▶ [What the task asks]:
What's wanted is a faithful retyping of every entry, pictures excluded.

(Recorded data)
= Beginning of Section =

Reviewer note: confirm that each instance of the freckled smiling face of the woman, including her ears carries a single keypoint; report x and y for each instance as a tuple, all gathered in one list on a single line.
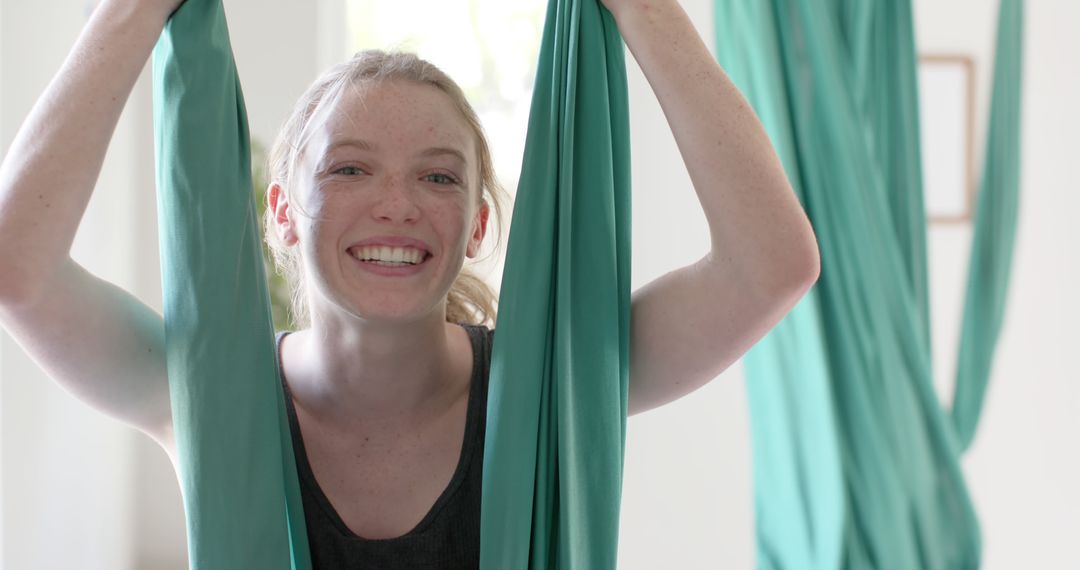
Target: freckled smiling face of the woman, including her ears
[(390, 182)]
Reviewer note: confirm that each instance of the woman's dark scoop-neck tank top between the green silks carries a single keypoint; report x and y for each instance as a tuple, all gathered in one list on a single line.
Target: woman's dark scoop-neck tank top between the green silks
[(448, 538)]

= End of Section =

▶ [Result for this task]:
Reviewer note: confirm that each instance of the freckled smiling face of the woman, including her ears carries a single keypoint; report x and y for each instance as a tuple, all gathered in one list on a single line.
Target: freckled smiling face of the woman, including her ears
[(390, 182)]
Reviewer note: confirm that each instance of the woman's dark scoop-neck tank top between the green silks carries a single keypoint; report x and y for each instance as a tuple, all gathered in one list on a single line.
Target: woman's dark scoop-neck tank top between the green silks
[(448, 538)]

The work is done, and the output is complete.